## [Work to be completed]
Carry the passage on romantic versus classical orthodoxy forward from its last sentence.

In a recent article, “The New Divide: Romantic versus Classical Orthodoxy,” Modern Theology 26 (2010), the Anglican theologian John Milbank, has identified a new divide between “romantic” and “classical” orthodoxy, one which replaces the older divide between theological orthodoxy and liberalism. Romantic orthodoxy affirms a link between reason and eros and opposes strict rationalism, while classical orthodoxy locates in a particular reading of Thomas a proper use of reason and a scholastic legacy. The difference between them, claims Milbank, is a difference in the understanding of the relationship between nature and grace. Classical orthodoxy, while arguing for the power of reason to supply proof of the existence of God and the plausibility of revelation, simultaneously confesses its own inadequacy and embraces “the completely supernatural content of the act of faith” (Milbank 29). Fideism accompanies rationalism. For proponents of romantic orthodoxy, however, “critical mediation” between the realms of nature and grace plays a crucial role. Reason itself descends, restoring and exalting damaged human reasoning processes. This reason is the Incarnation, while the words of the Bible “anticipate, echo, enforce and again anticipate the epiphanic descent of reason itself to humanity” (Milbank 30).
One cannot obtain a priori knowledge of this reason. Rather, the natural world “constitutes a book signed by its author in whose being it participates by virtue of that author’s creative action” (Milbank 30). As Terry Eagleton puts it in Reason, Faith, and Revelation, (2009) citing Albert Einstein, looking at the world and finding that it admits of rational explanation is the most incomprehensible thing about it. Rationality itself needs to be explained. It cannot be the one thing the “neutral” scientist is allowed to accept unquestioningly, at least not if she wants to play by the strict rules of detached objectivity. Rationality itself vitiates that project. Participation or illumination, on the other hand, accounts for this phenomenon and rehabilitates rationality. Thus, the Anglican Archbishop of Canterbury, Rowan Williams writes:
My intellection is – in the Germanic phrase – ‘always already’ addressed, impressed, illuminated; but therefore also acting upon, processing, and transforming raw data. There is never a confrontation between those two mythological entities of modern epistemology – the innocent receptacle of the disinterested mind and the uninterpreted data of external reality. (Grace and Necessity: Reflections on Art and Love [2005], 24)

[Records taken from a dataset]

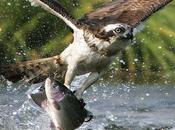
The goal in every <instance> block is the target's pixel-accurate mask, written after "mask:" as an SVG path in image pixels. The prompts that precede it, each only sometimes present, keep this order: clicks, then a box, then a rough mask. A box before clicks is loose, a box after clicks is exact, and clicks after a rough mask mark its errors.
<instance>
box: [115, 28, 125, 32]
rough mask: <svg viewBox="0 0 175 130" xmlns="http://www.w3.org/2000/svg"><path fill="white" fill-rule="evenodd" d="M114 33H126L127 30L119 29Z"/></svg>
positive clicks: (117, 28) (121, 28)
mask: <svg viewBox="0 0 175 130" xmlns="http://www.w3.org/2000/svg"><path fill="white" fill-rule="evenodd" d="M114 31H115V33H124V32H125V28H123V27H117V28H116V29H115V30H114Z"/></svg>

## [Result of this task]
Milbank has pursued this theological vision and its implications throughout his storied career dating back to his radical intervention into social theory with Theology and Social Theory (1990), a book that has been called a “bombshell” and a “shock.” His efforts with peers Catherine Pickstock and Graham Ward in establishing Radical Orthodoxy (RO) have inspired theologians and cultural theorists as diverse as Anglo-Catholics and Protestant Evangelicals. Milbank was for more than a decade the enfant terrible of both theology and social theory; his vision took its place among many different critiques of Enlightenment rationality. If humanists indebted to the Enlightenment project, who often followed their premises to the conclusion of atheism, were dismayed by the rise of postmodernism, they had all the more reason to find RO provocative. That was the point. Milbank had fashioned a discourse in which he could participate that could no longer easily be dismissed as irrelevant simply because it was theological. It might be postmodern. At the same time, Milbank displayed an impressive mastery of those very postmodern critiques and offered a stunning critique of them. It was, of course, a theological critique. Instead of an ontology of violence he asserted an ontology of peace. If his opponents marshalled non-foundational arguments, he could do the same. In many ways RO pushed the non-foundational arguments farther than their opponents. Milbank tells part of that story here, identifying RO as a main participant in “romantic orthodoxy” (Milbank 29-30).
As a component in his description of the new divide, he identifies the rise of “a more militant atheism” as marking a cultural shift that helps define the new divide. Interestingly, though, he leaves unconsidered a significant aspect of this shift. It is quite possible that a rise in militant atheism is at least in part attendant upon strategies deployed by romantic orthodoxy. In establishing the program of RO, Milbank deliberately carried the fight to the ideologies of unbelief. He instantiated the need for bearing witness in the absence of a mythological neutral ground. Such a witness could be preemptive and authoritative. Milbank hints at how such a strategy could find itself at home in Catholicism when he writes, “The sense of crisis and the need for a common Christian defence of basic values of our humanity has led to a far greater Protestant understanding of the Roman Catholic Church and even to a partial acceptance of the need for the kind of authority which it embodies” (Milbank 26). While in Milbank’s description the crisis of militant atheism precedes and necessitates the embrace of authoritative Catholicism, the latter has enabled RO’s non-foundational positioning.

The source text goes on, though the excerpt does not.